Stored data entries
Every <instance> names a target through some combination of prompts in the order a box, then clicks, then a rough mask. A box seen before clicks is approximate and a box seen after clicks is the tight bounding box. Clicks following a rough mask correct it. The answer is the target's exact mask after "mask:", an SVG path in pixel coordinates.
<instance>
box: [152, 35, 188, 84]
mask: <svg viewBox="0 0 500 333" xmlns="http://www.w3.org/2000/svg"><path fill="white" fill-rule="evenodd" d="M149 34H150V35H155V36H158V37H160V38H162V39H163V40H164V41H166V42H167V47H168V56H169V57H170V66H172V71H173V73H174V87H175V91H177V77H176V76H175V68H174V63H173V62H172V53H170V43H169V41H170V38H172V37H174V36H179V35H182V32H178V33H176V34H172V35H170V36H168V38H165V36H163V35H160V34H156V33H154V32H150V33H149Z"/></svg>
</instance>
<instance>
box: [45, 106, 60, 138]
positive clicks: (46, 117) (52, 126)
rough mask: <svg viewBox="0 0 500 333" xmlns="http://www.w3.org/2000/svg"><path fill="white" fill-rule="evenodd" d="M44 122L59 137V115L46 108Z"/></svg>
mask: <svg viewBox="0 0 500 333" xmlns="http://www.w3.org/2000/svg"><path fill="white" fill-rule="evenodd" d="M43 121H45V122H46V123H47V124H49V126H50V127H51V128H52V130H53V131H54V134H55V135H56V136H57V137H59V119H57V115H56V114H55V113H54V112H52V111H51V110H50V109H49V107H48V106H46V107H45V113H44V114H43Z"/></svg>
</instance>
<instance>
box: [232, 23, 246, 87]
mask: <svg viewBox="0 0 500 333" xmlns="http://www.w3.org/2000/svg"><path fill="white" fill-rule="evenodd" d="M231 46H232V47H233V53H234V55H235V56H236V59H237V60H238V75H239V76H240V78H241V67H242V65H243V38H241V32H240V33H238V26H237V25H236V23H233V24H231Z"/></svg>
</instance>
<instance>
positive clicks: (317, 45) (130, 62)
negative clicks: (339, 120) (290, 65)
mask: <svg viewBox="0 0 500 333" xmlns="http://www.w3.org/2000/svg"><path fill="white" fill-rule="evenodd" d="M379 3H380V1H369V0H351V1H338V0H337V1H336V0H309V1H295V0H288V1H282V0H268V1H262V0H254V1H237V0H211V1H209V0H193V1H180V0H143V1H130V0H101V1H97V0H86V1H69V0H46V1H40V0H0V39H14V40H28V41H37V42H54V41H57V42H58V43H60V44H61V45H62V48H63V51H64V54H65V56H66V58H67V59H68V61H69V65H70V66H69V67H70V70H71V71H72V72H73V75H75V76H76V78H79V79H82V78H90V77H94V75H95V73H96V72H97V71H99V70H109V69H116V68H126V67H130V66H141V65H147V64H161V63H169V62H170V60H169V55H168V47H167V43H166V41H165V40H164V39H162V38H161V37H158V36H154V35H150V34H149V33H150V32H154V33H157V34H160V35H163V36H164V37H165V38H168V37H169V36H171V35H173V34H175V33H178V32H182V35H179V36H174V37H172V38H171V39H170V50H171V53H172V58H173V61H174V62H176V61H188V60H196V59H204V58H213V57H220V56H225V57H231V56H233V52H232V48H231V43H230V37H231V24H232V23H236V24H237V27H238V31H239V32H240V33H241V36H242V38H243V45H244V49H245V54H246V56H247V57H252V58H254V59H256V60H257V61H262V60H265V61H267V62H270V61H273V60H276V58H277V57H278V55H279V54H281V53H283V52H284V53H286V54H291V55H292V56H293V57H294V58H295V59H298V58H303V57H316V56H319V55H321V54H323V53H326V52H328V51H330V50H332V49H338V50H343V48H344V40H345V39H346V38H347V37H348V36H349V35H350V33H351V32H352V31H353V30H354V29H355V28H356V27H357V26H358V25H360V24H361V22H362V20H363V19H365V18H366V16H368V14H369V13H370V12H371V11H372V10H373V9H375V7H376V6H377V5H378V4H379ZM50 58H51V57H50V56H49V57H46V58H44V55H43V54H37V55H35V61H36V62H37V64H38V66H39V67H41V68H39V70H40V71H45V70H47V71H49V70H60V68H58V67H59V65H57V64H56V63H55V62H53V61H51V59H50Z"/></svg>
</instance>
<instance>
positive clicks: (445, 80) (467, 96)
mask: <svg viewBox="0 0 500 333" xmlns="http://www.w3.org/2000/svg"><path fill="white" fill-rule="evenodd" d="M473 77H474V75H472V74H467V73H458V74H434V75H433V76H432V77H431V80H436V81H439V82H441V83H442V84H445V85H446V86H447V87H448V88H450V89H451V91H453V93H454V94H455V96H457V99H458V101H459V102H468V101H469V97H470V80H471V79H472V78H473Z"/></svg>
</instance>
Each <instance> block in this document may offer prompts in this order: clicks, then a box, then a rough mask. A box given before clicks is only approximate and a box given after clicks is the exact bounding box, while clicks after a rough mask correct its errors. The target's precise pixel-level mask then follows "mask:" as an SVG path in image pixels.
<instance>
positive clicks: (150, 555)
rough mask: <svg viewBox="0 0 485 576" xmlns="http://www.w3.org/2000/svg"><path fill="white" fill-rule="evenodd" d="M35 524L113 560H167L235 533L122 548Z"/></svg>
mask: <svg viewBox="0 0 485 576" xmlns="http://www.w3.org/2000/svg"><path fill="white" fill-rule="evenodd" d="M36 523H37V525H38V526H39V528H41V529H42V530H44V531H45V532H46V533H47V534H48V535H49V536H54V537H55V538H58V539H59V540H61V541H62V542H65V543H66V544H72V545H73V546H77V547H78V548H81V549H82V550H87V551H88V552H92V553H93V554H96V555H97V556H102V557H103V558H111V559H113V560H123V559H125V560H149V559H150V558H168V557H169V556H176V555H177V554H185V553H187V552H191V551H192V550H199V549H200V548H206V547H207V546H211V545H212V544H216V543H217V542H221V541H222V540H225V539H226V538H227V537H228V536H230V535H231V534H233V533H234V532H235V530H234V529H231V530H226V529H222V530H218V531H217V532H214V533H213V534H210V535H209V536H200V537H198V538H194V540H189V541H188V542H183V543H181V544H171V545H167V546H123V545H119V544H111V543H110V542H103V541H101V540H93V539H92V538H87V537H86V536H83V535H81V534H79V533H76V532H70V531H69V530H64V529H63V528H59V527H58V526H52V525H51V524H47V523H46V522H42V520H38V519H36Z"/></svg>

Task instructions —
Each line above needs to be repeated exactly, with nothing omitted.

Exercise output —
Every <instance> names a target through some combination of prompts in the order a box, then clicks, then a rough mask. A box seen before clicks is approximate and a box seen after clicks is the tight bounding box. Clicks following a rough mask correct it. The answer is the target's exact mask after "mask:", an SVG path in pixel coordinates.
<instance>
box: [152, 35, 188, 84]
mask: <svg viewBox="0 0 500 333" xmlns="http://www.w3.org/2000/svg"><path fill="white" fill-rule="evenodd" d="M149 34H150V35H155V36H158V37H160V38H162V39H163V40H164V41H166V42H167V47H168V56H169V57H170V66H172V71H173V73H174V87H175V91H177V77H176V76H175V68H174V63H173V62H172V53H170V43H169V41H170V38H172V37H174V36H179V35H182V32H178V33H176V34H172V35H170V36H168V38H165V36H163V35H160V34H156V33H154V32H150V33H149Z"/></svg>
</instance>
<instance>
box: [45, 106, 60, 138]
positive clicks: (46, 117) (52, 126)
rough mask: <svg viewBox="0 0 500 333" xmlns="http://www.w3.org/2000/svg"><path fill="white" fill-rule="evenodd" d="M44 122L59 137V115L46 108Z"/></svg>
mask: <svg viewBox="0 0 500 333" xmlns="http://www.w3.org/2000/svg"><path fill="white" fill-rule="evenodd" d="M43 121H45V122H46V123H47V124H49V126H50V127H51V128H52V130H53V131H54V134H55V135H56V136H57V137H59V119H57V115H56V114H55V113H54V112H52V111H51V110H50V109H49V107H48V106H46V107H45V113H44V114H43Z"/></svg>
</instance>
<instance>
box: [232, 23, 246, 87]
mask: <svg viewBox="0 0 500 333" xmlns="http://www.w3.org/2000/svg"><path fill="white" fill-rule="evenodd" d="M231 46H232V47H233V53H234V55H235V56H236V59H237V60H238V75H239V76H240V78H241V67H242V65H243V38H241V32H240V33H238V26H237V25H236V23H233V24H231Z"/></svg>
</instance>
<instance>
positive clicks: (317, 45) (130, 62)
negative clicks: (339, 120) (290, 65)
mask: <svg viewBox="0 0 500 333" xmlns="http://www.w3.org/2000/svg"><path fill="white" fill-rule="evenodd" d="M379 3H380V1H369V0H351V1H338V0H337V1H336V0H309V1H295V0H288V1H282V0H268V1H262V0H254V1H237V0H211V1H209V0H193V1H180V0H143V1H130V0H101V1H97V0H86V1H69V0H46V1H40V0H0V39H14V40H28V41H37V42H54V41H57V42H58V43H60V44H61V45H62V48H63V51H64V54H65V56H66V58H67V59H68V61H69V65H70V66H69V67H70V70H71V71H72V72H73V75H75V76H76V78H79V79H82V78H90V77H94V75H95V73H96V72H97V71H99V70H109V69H116V68H126V67H130V66H141V65H147V64H161V63H169V62H170V60H169V55H168V47H167V43H166V41H165V40H164V39H162V38H161V37H158V36H154V35H150V34H149V33H150V32H154V33H157V34H160V35H163V36H164V37H165V38H168V37H169V36H171V35H173V34H175V33H178V32H182V35H179V36H174V37H172V38H171V39H170V50H171V53H172V58H173V61H174V62H176V61H188V60H196V59H204V58H213V57H220V56H225V57H231V56H233V52H232V48H231V43H230V37H231V24H232V23H236V24H237V27H238V31H239V32H240V33H241V36H242V38H243V45H244V49H245V54H246V56H247V57H252V58H254V59H256V60H257V61H262V60H265V61H267V62H270V61H273V60H276V58H277V57H278V55H279V54H281V53H283V52H284V53H286V54H291V55H292V56H293V57H294V58H295V59H298V58H303V57H316V56H319V55H321V54H323V53H326V52H328V51H330V50H332V49H338V50H343V48H344V40H345V39H346V38H347V37H348V36H349V35H350V33H351V32H352V31H353V30H354V29H355V28H356V27H357V26H358V25H360V24H361V22H362V20H363V19H365V18H366V16H368V14H369V13H370V12H371V11H372V10H373V9H375V7H376V6H377V5H378V4H379ZM50 58H51V57H50V56H49V57H46V58H44V55H43V54H37V55H35V61H36V62H37V64H38V66H39V67H41V68H39V70H40V71H45V70H47V71H49V70H60V68H58V67H59V65H57V64H56V63H55V62H53V61H51V59H50Z"/></svg>
</instance>
<instance>
positive clicks: (445, 80) (467, 96)
mask: <svg viewBox="0 0 500 333" xmlns="http://www.w3.org/2000/svg"><path fill="white" fill-rule="evenodd" d="M473 77H474V75H472V74H467V73H458V74H434V75H433V76H432V77H431V80H436V81H439V82H441V83H442V84H445V85H446V86H447V87H448V88H450V89H451V91H453V93H454V94H455V96H457V99H458V101H459V102H468V101H469V97H470V80H471V79H472V78H473Z"/></svg>
</instance>
Each <instance> block in this document may offer prompts in this order: clicks, then a box, then a rough mask. A box given before clicks is only approximate and a box given after clicks is the exact bounding box, while clicks after a rough mask correct its errors. The target's precise pixel-level mask then follows "mask:" as an SVG path in image pixels.
<instance>
positive clicks: (150, 555)
rough mask: <svg viewBox="0 0 485 576" xmlns="http://www.w3.org/2000/svg"><path fill="white" fill-rule="evenodd" d="M35 524L113 560H167L235 533L122 548Z"/></svg>
mask: <svg viewBox="0 0 485 576" xmlns="http://www.w3.org/2000/svg"><path fill="white" fill-rule="evenodd" d="M36 523H37V525H38V526H39V528H41V529H42V530H44V531H45V532H46V533H47V534H48V535H49V536H54V537H55V538H58V539H59V540H61V541H62V542H65V543H66V544H72V545H73V546H77V547H78V548H81V549H82V550H87V551H88V552H92V553H93V554H96V555H97V556H102V557H103V558H111V559H113V560H123V559H125V560H149V559H150V558H168V557H169V556H176V555H177V554H185V553H187V552H191V551H192V550H199V549H200V548H206V547H207V546H211V545H212V544H216V543H217V542H221V541H222V540H225V539H226V538H227V537H228V536H230V535H231V534H233V533H234V532H235V530H234V529H231V530H226V529H222V530H218V531H217V532H214V533H213V534H210V535H209V536H200V537H198V538H194V540H189V541H188V542H183V543H181V544H171V545H167V546H123V545H119V544H111V543H110V542H103V541H101V540H93V539H92V538H87V537H86V536H83V535H81V534H79V533H76V532H70V531H69V530H64V529H63V528H59V527H58V526H52V525H51V524H47V523H46V522H42V520H38V519H36Z"/></svg>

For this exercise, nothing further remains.